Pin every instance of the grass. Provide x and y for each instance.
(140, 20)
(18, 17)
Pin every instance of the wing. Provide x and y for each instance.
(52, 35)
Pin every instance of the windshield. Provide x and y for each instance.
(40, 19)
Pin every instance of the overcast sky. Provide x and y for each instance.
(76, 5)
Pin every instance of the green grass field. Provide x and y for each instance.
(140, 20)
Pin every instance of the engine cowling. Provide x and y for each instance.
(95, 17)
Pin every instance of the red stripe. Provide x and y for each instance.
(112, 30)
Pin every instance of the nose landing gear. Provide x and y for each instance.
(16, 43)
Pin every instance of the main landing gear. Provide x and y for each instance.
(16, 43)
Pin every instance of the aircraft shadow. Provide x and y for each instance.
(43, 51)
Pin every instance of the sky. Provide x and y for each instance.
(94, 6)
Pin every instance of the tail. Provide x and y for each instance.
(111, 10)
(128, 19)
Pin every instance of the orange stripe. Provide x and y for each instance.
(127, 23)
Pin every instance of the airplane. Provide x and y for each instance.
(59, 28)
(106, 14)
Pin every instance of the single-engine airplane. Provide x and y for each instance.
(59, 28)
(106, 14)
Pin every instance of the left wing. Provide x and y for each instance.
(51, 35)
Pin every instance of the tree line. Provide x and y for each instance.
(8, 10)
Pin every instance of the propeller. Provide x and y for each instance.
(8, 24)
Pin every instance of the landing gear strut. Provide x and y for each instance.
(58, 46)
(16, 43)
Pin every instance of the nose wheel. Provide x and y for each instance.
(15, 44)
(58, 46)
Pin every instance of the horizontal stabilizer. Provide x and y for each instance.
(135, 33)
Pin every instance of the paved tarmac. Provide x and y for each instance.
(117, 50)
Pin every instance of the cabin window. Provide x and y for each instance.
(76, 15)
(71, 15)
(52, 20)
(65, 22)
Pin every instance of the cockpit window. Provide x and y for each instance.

────────────────

▸ **Objective**:
Repeat the entries exactly, all of them.

▸ **Complete response**:
Pin every instance of the grass. Provide x and y for each instance.
(140, 20)
(18, 17)
Pin every instance of the wing. Provide x and y for each instance.
(52, 35)
Pin every instance of the windshield. Provide x and y for each instance.
(40, 19)
Pin every instance of the overcast sky. Provide x and y for each instance.
(76, 5)
Pin every instance of the green grass field. Provide x and y for each instance.
(140, 20)
Pin every instance of the engine cowling. Provide x and y for each instance.
(95, 17)
Pin every instance of the red stripe. Provide x and y for each instance.
(112, 30)
Pin every instance of the nose landing gear. Provide x and y for each instance.
(16, 43)
Pin every instance of the main landing gear. Provide x and y for each instance.
(16, 43)
Pin every instance of the aircraft shadow. Provide x and y for each instance.
(43, 51)
Pin every instance of the sky. Provide x and y for each instance.
(94, 6)
Pin every instance of the tail. Provide x and y for each instance.
(111, 10)
(128, 19)
Pin every instance of the orange stripe. Provide x and y for each instance.
(127, 23)
Pin every instance of the airplane. Provide x and y for each instance.
(59, 28)
(106, 14)
Pin every instance of the single-engine airplane. Provide x and y for each instance.
(59, 28)
(106, 14)
Pin every instance of the left wing. Provide x and y for each instance.
(51, 35)
Pin every instance of the tree line. Provide x and y for each instance.
(8, 10)
Pin every instance of the propeller. Provide x and y for each instance.
(8, 24)
Pin every instance of the landing gear strut. Provide x and y for each instance.
(58, 46)
(16, 43)
Pin every instance of the nose wheel. Provide x and y for each instance.
(15, 44)
(58, 46)
Pin every instance of the horizontal stabilizer. Provide x and y for each instance.
(135, 33)
Pin every instance of the paved tarmac. Provide x and y for each instance.
(117, 50)
Pin every instance of the cabin window. Provide x and y for each instance.
(76, 15)
(71, 15)
(52, 20)
(65, 22)
Pin every instance of the cockpit window. Provide x and y for each instance.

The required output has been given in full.